• _Document passage_:

━━━

Welcome to the trollsift documentation!

Trollsift is a collection of modules that assist with formatting, parsing and filtering satellite granule file names. These modules are useful and necessary for writing higher level applications and api’s for satellite batch processing.

The source code of the package can be found at github, github

Contents

Installation

Trollsift is available from PyPI:

$ pip install trollsift

Alternatively, you can install it into a conda environment by using the conda-forge channel:

$ conda install -c conda-forge trollsift

Or you can install it directly from the GitHub repository:

$ pip install git+https://github.com/pytroll/trollsift.git

Developer Installation

You can download the trollsift source code from github:

$ git clone https://github.com/pytroll/trollsift.git

and then run:

$ pip install -e .

Testing

To check if your python setup is compatible with trollsift, you can run the test suite using pytest:

$ pytest trollsift/tests

Usage

Trollsift include collection of modules that assist with formatting, parsing and filtering satellite granule file names. These modules are useful and necessary for writing higher level applications and api’s for satellite batch processing. Currently we are implementing the string parsing and composing functionality. Watch this space for further modules to do with various types of filtering of satellite data granules.

Parser

The trollsift string parser module is useful for composing (formatting) and parsing strings compatible with the Python Format String Syntax. In satellite data file name filtering, the library is useful for extracting typical information from granule filenames, such as observation time, platform and instrument names. The trollsift Parser can also verify that the string formatting is invertible, i.e. specific enough to ensure that parsing and composing of strings are bijective mappings ( aka one-to-one correspondence ) which may be essential for some applications, such as predicting granule

parsing

The Parser object holds a format string, allowing us to parse and compose strings:

>>> from trollsift import Parser
>>>
>>> p = Parser("/somedir/{directory}/hrpt_{platform:4s}{platnum:2s}_{time:%Y%m%d_%H%M}_{orbit:05d}.l1b")
>>> data = p.parse("/somedir/otherdir/hrpt_noaa16_20140210_1004_69022.l1b")
>>> print(data)

━━━

[Excerpts of pointing data]
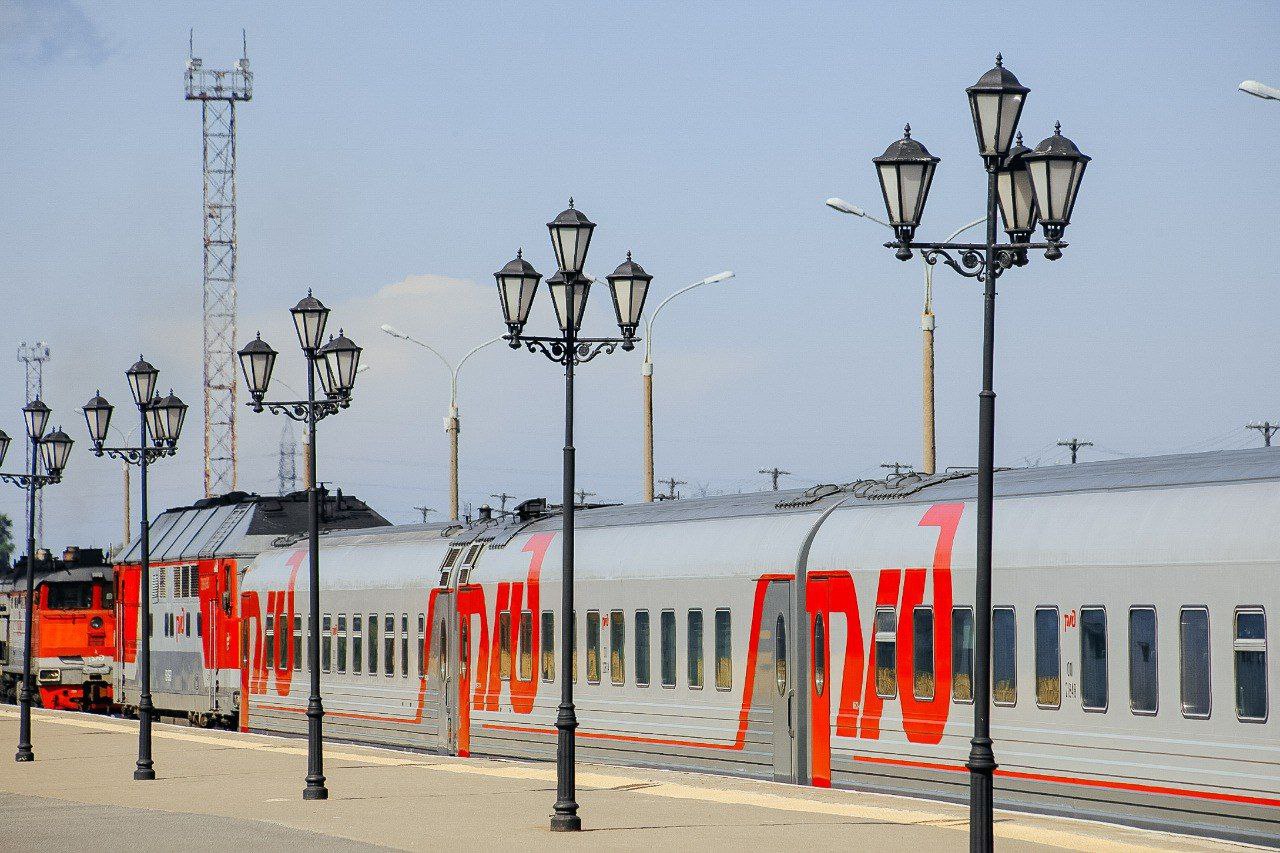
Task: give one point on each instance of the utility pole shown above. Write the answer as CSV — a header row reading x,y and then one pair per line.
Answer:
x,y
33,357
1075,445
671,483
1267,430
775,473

━━━

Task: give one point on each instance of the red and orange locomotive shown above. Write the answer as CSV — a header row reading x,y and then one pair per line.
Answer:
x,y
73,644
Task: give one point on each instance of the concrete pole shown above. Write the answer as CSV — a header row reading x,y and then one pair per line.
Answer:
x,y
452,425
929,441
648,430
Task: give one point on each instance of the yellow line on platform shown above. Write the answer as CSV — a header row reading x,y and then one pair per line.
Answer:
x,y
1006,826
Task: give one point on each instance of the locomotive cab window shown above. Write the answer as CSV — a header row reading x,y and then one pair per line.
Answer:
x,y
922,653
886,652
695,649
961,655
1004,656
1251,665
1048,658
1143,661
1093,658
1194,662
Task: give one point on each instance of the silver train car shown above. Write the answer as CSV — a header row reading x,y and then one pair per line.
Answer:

━━━

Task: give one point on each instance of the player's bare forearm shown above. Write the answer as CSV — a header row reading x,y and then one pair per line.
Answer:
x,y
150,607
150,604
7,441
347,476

━━━

• _Work required_:
Answer these questions from the trollsift documentation:
(a) Which channel is used when installing trollsift into a conda environment?
(b) What command runs the test suite with pytest?
(c) What typical information can the parser extract from granule filenames?

• _Solution to this task_:
(a) The conda-forge channel.
(b) pytest trollsift/tests
(c) Observation time, platform and instrument names.